Tuesday, May 19 2015
Remembering "Sharp sharp" Vuyo through healthy lifestyle awareness
To mark two years since the death of South African cultural icon and SABC Morning Live presenter, Vuyo Mbuli, the Government Employees Medical Scheme (GEMS) is getting involved in a memorial race and community outreach project in his honour.
According to Liziwe Nkonyana, communications and member affairs executive of GEMS, the Scheme had a long association with Vuyo, who for several years served as master of ceremonies at the annual GEMS symposium.
"As the health partner and medical scheme of choice for the public service, it was only right and proper for GEMS to join hands with the Vuyo Mbuli Legacy Project," she says.
The project pays tribute to Vuyo, an ordinary South African who used his knowledge, charisma and media presence to educate and empower others and promote social cohesion.
"One aspect of the project in which GEMS is involved is the Vuyo Mbuli Memorial Race, to be held in Houghton on 24 May. As Vuyo was a three-time Comrades Marathon runner training for his fourth at the time of his death, this event is a particularly apt means of remembering him," Nkonyana adds.
Some 5 000 runners are expected to take part in this ‘Race with a Difference', which will have both 5km and 10km options for participants at differing fitness levels. The race, organised in conjunction with the City of Johannesburg and the Soweto Cabal Running Club, to which Vuyo belonged, aims to promote healthy lifestyle.
GEMS will also be involved in the O Bosso Wena Community Dialogues, to be launched on World Thrombosis Day (13 October). This community outreach programme aims to raise awareness about pulmonary embolism, which is believed to have caused Vuyo's death. A healthcare expert will facilitate the sessions, to take place in community halls in Gauteng‚ the Northern Cape‚ Eastern Cape and Free State, under the theme ‘Stop blood clots, save lives'.
Nkonyana notes, "GEMS encourages its members and the wider public to join in these Vuyo Mbuli Legacy Project events and take a proactive approach to the preservation of their health while remembering this unforgettable South African."
"The ‘Race with a Difference' forms an integral part of the GEMS drive to keep their members moving so that they will be fit, healthy, happy and productive," adds Nkonyana. "Along with healthy eating habits exercise is a basic requirement of the well-tuned, efficient body that is able to laugh off stress."

SOURCE MATERIAL:
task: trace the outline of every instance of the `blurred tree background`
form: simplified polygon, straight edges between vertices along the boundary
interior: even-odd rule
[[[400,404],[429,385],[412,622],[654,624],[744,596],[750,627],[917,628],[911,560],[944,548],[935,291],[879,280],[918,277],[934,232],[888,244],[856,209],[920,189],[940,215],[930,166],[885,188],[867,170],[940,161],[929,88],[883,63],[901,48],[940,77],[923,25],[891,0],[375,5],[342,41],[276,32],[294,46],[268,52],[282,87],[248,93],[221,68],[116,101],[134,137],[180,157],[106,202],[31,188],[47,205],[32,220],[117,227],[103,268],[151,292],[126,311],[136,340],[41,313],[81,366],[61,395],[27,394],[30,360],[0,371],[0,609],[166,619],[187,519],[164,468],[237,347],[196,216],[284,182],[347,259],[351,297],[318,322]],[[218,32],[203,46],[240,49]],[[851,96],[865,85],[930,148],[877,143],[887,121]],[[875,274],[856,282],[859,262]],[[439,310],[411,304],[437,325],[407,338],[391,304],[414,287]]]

PROBLEMS TO SOLVE:
1. In the article about remembering Vuyo Mbuli, how many Comrades Marathons had he run at the time of his death?
2. Copy the article about remembering Vuyo Mbuli word for word, beginning at the words "According to Liziwe" and stopping after "promote social cohesion.".

WRITTEN ANSWERS:
1. Three.

2.
According to Liziwe Nkonyana, communications and member affairs executive of GEMS, the Scheme had a long association with Vuyo, who for several years served as master of ceremonies at the annual GEMS symposium.
"As the health partner and medical scheme of choice for the public service, it was only right and proper for GEMS to join hands with the Vuyo Mbuli Legacy Project," she says.
The project pays tribute to Vuyo, an ordinary South African who used his knowledge, charisma and media presence to educate and empower others and promote social cohesion.